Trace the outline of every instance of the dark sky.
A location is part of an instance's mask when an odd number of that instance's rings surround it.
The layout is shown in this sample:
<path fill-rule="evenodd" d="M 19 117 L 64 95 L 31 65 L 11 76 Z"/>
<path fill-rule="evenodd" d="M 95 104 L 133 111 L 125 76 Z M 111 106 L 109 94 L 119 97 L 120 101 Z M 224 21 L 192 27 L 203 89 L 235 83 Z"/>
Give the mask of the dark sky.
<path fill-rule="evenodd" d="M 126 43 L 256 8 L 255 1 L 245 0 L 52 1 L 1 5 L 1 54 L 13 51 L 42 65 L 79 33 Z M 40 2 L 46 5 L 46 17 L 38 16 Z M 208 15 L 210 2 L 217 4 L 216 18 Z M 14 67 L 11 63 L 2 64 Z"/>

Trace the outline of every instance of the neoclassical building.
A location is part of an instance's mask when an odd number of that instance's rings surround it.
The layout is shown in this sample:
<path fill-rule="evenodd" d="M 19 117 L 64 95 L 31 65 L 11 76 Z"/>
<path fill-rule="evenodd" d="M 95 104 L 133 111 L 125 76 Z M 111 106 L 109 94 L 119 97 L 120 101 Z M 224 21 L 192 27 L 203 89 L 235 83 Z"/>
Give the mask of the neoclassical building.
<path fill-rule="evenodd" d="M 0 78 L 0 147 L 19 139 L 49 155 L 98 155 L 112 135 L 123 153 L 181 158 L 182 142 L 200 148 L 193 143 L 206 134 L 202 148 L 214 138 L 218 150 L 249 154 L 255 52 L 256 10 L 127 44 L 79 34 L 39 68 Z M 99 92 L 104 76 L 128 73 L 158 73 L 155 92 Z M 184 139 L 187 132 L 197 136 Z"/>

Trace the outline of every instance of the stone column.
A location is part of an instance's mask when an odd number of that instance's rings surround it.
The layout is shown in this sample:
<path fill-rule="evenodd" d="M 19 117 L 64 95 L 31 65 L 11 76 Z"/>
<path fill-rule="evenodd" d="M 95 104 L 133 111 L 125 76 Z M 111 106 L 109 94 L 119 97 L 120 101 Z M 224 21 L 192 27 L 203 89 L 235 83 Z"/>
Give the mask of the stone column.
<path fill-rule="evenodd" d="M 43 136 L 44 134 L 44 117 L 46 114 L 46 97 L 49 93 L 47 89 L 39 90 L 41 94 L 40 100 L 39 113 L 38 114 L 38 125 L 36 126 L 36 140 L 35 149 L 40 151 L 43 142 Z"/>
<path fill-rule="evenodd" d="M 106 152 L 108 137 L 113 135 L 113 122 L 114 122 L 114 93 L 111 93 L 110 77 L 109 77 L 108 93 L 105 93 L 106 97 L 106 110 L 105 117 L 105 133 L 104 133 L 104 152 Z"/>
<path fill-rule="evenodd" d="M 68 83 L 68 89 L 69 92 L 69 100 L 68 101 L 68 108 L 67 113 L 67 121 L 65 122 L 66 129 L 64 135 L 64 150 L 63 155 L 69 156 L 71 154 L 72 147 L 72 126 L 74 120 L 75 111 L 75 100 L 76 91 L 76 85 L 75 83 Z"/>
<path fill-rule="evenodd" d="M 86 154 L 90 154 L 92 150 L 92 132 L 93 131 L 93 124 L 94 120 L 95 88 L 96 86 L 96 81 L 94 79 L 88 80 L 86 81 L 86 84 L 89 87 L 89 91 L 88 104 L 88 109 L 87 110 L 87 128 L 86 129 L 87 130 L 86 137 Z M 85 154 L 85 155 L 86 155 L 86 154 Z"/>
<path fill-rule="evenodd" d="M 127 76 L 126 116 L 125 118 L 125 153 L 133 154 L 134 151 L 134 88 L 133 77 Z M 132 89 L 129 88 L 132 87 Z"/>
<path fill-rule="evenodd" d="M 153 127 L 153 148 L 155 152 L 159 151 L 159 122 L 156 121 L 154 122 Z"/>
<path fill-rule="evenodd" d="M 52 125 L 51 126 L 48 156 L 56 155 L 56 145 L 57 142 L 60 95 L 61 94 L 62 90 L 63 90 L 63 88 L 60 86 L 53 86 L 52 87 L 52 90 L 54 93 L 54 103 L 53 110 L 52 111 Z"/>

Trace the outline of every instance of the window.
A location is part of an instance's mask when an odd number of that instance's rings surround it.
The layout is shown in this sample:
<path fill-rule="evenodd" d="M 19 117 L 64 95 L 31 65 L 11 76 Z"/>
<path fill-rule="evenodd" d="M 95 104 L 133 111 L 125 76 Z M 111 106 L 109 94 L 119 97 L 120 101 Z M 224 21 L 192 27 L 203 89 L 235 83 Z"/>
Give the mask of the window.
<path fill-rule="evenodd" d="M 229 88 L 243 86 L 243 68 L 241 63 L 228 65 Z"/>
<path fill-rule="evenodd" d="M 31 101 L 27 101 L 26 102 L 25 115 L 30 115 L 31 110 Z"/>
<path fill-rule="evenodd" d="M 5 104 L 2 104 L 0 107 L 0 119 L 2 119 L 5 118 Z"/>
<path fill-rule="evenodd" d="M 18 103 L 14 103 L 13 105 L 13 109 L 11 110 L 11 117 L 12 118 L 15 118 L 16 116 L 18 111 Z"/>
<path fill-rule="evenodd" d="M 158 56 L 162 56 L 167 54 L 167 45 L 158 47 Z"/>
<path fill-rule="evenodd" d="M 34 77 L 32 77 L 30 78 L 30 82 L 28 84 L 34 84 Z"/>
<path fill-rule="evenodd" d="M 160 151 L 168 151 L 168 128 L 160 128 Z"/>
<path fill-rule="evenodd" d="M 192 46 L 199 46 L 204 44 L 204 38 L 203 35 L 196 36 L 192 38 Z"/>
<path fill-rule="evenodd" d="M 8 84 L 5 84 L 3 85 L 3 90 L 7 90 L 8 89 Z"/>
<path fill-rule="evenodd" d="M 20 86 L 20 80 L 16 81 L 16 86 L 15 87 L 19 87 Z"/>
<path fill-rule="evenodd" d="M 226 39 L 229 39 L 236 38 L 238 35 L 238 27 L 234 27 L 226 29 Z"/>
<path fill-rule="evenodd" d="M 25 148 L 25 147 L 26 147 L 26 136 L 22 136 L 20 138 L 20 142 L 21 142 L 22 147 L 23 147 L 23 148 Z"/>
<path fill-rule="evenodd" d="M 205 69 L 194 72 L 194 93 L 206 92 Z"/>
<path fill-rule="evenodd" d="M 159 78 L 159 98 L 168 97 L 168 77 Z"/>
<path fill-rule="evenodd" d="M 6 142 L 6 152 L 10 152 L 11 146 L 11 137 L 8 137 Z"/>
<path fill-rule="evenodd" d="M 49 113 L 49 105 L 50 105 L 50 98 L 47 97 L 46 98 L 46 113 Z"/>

-------

__Exercise__
Find the lines in the records that contain the word "every" and copy each of them out in full. Case counts.

__Reply to the exercise__
Trace the outline of every instance of the dark sky.
Trace the outline of every instance of the neoclassical building.
Trace the outline of every instance of the stone column.
Trace the outline of every instance of the window.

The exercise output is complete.